▶ _WORK REQUIRED_
Check each line of the records for "lower"; collect those that have it.

........

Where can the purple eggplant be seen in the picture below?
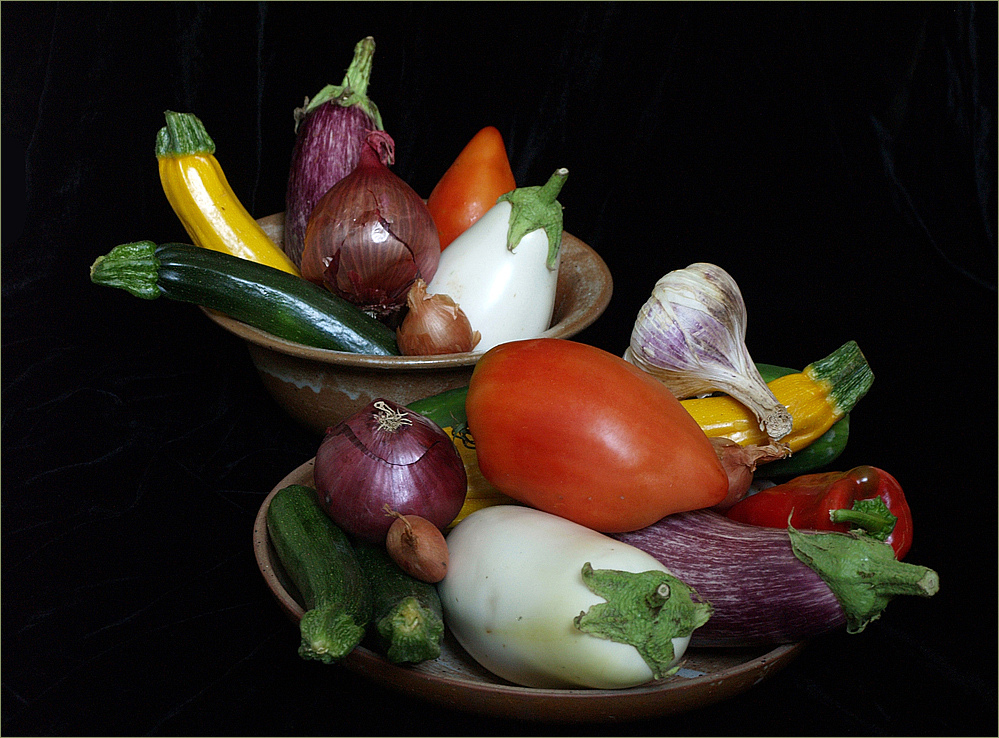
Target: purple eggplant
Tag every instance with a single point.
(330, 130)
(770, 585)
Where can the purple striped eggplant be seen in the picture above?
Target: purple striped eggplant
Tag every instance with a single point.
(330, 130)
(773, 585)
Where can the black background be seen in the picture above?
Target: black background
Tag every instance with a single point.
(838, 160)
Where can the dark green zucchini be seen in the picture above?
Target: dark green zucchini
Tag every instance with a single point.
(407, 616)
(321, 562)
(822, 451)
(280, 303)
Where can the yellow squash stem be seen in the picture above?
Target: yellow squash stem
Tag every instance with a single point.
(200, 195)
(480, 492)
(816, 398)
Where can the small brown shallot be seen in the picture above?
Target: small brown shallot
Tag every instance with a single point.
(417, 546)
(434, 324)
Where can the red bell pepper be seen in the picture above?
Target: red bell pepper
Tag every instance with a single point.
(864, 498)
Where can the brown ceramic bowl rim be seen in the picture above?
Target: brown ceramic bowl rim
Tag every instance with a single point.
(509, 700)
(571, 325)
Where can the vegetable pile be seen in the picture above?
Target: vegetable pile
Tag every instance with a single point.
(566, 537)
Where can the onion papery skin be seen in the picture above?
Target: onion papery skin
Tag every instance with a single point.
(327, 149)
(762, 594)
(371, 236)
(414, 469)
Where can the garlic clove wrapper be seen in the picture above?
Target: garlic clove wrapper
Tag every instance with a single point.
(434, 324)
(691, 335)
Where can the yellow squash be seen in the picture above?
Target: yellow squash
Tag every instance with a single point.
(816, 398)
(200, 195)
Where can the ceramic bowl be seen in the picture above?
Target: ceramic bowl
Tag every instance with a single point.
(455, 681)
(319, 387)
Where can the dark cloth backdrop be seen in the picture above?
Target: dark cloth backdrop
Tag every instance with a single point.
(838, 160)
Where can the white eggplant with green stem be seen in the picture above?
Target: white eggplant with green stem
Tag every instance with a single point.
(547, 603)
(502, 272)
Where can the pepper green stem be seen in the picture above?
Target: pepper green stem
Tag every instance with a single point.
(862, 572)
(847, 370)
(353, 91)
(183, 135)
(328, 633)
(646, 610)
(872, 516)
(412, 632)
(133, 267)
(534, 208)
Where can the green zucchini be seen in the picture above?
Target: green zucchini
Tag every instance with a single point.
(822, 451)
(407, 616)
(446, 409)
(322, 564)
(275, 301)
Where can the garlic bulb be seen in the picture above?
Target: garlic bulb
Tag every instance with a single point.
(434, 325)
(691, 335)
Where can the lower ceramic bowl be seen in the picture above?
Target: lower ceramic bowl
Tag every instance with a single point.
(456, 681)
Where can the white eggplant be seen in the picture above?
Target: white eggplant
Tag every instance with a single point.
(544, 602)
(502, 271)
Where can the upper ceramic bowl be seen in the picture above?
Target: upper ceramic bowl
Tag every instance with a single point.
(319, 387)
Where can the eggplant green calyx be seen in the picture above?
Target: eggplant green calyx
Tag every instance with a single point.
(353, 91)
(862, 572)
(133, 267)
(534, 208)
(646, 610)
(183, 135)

........

▶ _ANSWER BOX_
Where can the lower ceramic bowl be seen in the picture above?
Target: lower ceramic bowl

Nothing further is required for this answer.